# WHAT YOU NEED TO DO
The reply to the records below should contain exactly the lines from the line with "Is there any large" through the line with "Is there any yellow", and nothing besides.

════════════════

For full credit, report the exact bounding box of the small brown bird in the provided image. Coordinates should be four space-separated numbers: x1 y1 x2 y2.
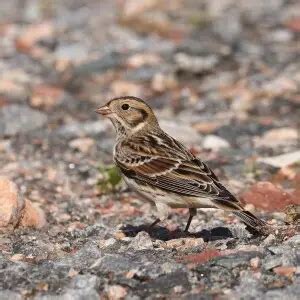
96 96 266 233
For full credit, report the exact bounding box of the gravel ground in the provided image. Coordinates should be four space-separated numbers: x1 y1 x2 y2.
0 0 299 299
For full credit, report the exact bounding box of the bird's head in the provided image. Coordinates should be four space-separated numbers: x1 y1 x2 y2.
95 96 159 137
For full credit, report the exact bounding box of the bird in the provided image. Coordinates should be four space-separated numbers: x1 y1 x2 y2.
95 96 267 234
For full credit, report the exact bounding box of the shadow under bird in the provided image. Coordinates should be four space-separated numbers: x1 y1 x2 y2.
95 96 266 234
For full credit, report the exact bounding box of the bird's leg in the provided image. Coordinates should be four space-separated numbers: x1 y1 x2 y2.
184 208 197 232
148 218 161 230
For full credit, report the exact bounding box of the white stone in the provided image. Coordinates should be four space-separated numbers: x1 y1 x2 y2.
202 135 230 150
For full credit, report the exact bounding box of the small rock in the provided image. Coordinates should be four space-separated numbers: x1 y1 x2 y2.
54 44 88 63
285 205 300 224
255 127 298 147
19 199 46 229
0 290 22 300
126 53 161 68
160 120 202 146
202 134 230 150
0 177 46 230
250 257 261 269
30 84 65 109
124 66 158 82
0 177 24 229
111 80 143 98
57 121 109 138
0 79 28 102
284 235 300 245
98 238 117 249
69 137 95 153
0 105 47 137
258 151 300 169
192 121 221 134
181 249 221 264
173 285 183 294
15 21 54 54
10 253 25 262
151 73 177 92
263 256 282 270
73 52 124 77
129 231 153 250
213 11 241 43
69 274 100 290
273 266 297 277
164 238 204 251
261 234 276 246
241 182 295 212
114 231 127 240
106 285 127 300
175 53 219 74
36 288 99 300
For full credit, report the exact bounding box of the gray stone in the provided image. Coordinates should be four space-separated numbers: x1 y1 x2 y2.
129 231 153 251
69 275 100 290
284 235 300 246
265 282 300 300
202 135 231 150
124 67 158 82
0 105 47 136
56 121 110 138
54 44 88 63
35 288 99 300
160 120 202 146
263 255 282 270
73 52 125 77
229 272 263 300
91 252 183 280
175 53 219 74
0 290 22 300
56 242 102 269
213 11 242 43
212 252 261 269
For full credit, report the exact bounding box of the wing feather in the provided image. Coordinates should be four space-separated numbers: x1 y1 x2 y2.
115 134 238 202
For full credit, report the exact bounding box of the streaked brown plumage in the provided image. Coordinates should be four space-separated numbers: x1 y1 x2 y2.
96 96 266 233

════════════════

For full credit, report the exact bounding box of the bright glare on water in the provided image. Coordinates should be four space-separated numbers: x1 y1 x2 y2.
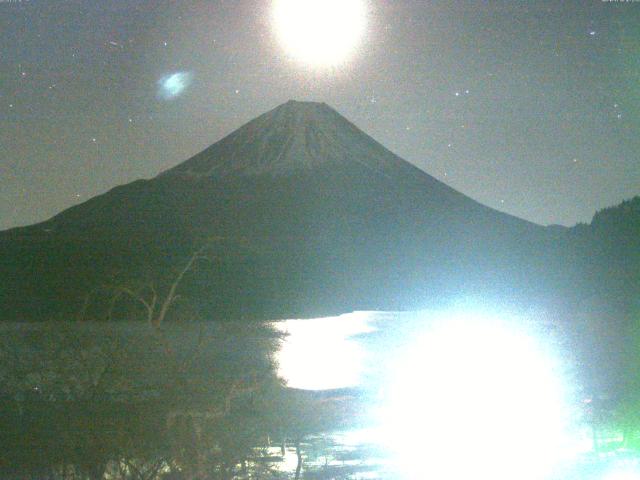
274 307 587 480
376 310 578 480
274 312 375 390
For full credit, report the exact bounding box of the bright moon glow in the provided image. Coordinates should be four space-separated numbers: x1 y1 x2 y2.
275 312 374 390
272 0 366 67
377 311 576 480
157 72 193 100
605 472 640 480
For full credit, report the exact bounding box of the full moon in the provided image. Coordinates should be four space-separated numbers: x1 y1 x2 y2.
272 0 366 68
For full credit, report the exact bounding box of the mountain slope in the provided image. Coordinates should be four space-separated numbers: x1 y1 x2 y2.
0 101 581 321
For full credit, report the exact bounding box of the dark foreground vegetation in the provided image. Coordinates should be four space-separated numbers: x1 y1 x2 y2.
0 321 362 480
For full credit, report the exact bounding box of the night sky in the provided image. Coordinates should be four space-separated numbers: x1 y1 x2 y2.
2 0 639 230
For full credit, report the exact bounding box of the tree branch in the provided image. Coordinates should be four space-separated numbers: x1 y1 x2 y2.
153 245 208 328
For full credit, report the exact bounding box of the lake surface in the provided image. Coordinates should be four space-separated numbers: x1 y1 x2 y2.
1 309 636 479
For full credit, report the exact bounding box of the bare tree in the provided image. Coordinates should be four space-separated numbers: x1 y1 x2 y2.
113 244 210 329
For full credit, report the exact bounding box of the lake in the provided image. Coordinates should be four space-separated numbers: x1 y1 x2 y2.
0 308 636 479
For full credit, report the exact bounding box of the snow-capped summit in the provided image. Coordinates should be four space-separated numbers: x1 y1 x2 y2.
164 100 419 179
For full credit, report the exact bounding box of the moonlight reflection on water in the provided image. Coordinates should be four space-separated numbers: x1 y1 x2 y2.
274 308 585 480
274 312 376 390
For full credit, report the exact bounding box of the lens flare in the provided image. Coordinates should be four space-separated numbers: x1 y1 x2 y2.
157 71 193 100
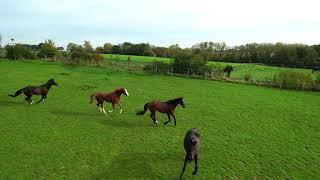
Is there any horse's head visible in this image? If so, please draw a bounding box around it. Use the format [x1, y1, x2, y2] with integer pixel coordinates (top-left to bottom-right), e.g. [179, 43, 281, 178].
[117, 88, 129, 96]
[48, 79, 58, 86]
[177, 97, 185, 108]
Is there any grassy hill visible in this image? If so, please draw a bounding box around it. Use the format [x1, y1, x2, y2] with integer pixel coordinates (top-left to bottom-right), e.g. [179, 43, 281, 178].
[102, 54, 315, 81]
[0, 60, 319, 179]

════════════════

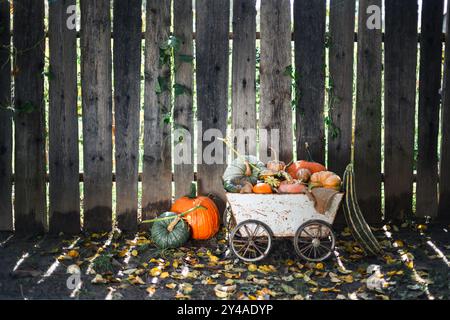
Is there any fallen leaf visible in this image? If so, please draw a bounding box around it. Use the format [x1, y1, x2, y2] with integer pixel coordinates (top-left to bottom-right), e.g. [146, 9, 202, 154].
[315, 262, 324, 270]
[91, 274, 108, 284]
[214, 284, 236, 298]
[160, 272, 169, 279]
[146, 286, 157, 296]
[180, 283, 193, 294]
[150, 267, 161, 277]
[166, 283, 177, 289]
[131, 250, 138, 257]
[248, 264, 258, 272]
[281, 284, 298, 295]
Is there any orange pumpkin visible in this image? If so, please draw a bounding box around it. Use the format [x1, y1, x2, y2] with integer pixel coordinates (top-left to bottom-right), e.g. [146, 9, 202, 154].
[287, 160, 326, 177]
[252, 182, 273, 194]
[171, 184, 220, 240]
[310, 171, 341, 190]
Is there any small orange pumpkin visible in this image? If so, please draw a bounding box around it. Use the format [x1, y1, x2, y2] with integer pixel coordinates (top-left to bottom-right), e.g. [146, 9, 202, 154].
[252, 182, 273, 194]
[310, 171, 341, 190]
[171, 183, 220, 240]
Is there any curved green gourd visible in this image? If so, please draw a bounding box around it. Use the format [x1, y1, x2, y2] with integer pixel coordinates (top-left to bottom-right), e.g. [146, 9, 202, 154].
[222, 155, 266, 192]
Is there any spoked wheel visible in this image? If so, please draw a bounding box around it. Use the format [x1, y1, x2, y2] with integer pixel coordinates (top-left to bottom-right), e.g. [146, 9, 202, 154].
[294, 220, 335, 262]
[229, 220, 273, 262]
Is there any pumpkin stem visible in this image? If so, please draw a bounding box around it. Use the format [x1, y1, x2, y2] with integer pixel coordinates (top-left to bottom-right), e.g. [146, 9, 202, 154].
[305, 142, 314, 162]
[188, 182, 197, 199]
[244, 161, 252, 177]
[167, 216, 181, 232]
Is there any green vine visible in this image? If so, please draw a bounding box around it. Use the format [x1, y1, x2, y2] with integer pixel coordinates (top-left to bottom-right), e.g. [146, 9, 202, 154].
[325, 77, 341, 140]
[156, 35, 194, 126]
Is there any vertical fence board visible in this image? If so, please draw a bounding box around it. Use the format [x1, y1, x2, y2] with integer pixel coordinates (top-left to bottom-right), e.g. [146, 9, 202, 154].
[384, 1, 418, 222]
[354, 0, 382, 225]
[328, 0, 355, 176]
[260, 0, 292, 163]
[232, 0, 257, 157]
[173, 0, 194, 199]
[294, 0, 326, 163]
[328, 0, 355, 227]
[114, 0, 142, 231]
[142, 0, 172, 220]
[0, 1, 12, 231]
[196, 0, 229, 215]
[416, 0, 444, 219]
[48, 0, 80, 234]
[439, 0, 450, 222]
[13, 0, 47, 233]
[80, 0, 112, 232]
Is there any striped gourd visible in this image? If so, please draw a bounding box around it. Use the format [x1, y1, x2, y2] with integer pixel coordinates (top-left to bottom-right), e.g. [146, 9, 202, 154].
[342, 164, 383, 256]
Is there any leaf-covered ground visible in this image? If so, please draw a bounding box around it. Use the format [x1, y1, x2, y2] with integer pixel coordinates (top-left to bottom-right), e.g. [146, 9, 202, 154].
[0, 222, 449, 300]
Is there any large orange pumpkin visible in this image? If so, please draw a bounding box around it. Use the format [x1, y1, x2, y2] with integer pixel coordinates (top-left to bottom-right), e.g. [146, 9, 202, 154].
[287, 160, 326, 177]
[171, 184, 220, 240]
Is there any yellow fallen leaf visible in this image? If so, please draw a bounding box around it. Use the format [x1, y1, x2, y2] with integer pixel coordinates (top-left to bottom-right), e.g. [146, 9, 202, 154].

════════════════

# FINISHED TASK
Is there any large orange pumpkin visible in this image? If so, please draw a bounding box around it. Use the format [x1, y1, x2, y2] with integer pixel coordinates (top-left to bottom-right), e.g. [146, 9, 202, 154].
[287, 160, 326, 177]
[171, 184, 220, 240]
Is there any yellow fallen leaf visible in this image? If so, please draw a bounding box around it. Use the format [x1, y1, x2, y2] with integer pixel coordinates (top-left to bottom-right), e.g. [146, 9, 202, 154].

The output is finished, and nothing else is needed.